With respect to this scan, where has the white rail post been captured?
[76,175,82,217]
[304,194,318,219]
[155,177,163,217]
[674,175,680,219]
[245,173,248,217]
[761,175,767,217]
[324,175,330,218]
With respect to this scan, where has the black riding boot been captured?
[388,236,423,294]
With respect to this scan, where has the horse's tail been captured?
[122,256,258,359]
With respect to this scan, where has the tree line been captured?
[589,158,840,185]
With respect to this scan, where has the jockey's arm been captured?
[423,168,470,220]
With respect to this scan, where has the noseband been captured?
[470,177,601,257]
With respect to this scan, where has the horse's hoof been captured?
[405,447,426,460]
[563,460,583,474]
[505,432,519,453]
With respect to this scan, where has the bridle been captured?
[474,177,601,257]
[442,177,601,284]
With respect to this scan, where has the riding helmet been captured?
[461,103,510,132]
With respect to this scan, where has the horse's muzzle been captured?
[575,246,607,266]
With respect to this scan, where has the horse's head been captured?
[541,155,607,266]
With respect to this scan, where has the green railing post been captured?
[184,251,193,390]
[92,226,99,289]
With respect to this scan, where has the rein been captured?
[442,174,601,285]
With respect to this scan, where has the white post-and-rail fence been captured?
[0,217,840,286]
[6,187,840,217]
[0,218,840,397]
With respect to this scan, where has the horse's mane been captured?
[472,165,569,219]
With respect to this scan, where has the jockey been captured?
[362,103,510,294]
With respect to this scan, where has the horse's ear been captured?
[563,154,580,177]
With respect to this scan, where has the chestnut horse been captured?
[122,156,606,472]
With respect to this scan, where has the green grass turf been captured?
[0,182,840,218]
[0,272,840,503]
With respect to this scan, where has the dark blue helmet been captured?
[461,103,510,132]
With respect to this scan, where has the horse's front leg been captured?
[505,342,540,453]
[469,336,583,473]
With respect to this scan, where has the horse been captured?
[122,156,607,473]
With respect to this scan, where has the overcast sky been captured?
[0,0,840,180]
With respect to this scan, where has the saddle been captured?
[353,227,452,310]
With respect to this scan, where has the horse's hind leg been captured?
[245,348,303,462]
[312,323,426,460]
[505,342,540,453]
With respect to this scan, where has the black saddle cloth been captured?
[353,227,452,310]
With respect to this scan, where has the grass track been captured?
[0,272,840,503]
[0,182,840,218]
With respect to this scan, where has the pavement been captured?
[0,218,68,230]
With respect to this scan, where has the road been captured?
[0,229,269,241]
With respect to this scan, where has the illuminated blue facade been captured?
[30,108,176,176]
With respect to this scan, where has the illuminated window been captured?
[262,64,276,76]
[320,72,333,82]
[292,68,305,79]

------------------------------------------------------------------------

**Problem details:** Could you copy out the data beginning at the line that has "With respect to this scan, where has the horse's ear" and continuing to the end of the data, with every request line kept, and shift each bounding-box coordinate by adding 39 to it?

**Solution to this problem:**
With respect to this scan, where has the horse's ear been captured?
[602,193,619,216]
With respect to this scan, where has the chestnut horse been captured?
[161,195,645,511]
With respect to this scan, where has the green grass turf been captured?
[39,221,879,257]
[39,311,879,542]
With respect to this scan, where has the dark blue helmet been captured?
[500,142,549,171]
With respect to this scan, where has the horse's front leg been captured?
[544,381,579,492]
[508,375,622,512]
With respect to this scan, where has the horse been captured?
[161,195,646,512]
With respect to this scan, where has the overcast sky been captured?
[39,39,879,219]
With respect to this scan, where has the saddle been captured?
[392,266,491,349]
With respect to this scan, where has the horse's hind leg been captured?
[284,387,342,501]
[351,362,465,499]
[544,381,579,492]
With respect to this scan, where has the black saddle cloth been captured?
[392,266,491,349]
With respect to this scan, where has the grass track been captured?
[39,311,879,542]
[39,221,879,257]
With respect to this scan, where has the pavement been captured?
[39,257,107,269]
With respect to this scan, where has the road been captured?
[39,268,308,280]
With respect to this scan, where has the illuminated blue facade been captured?
[69,147,215,215]
With respect to this scan, where has the illuminated window been captured?
[301,103,315,115]
[359,111,372,121]
[331,107,344,118]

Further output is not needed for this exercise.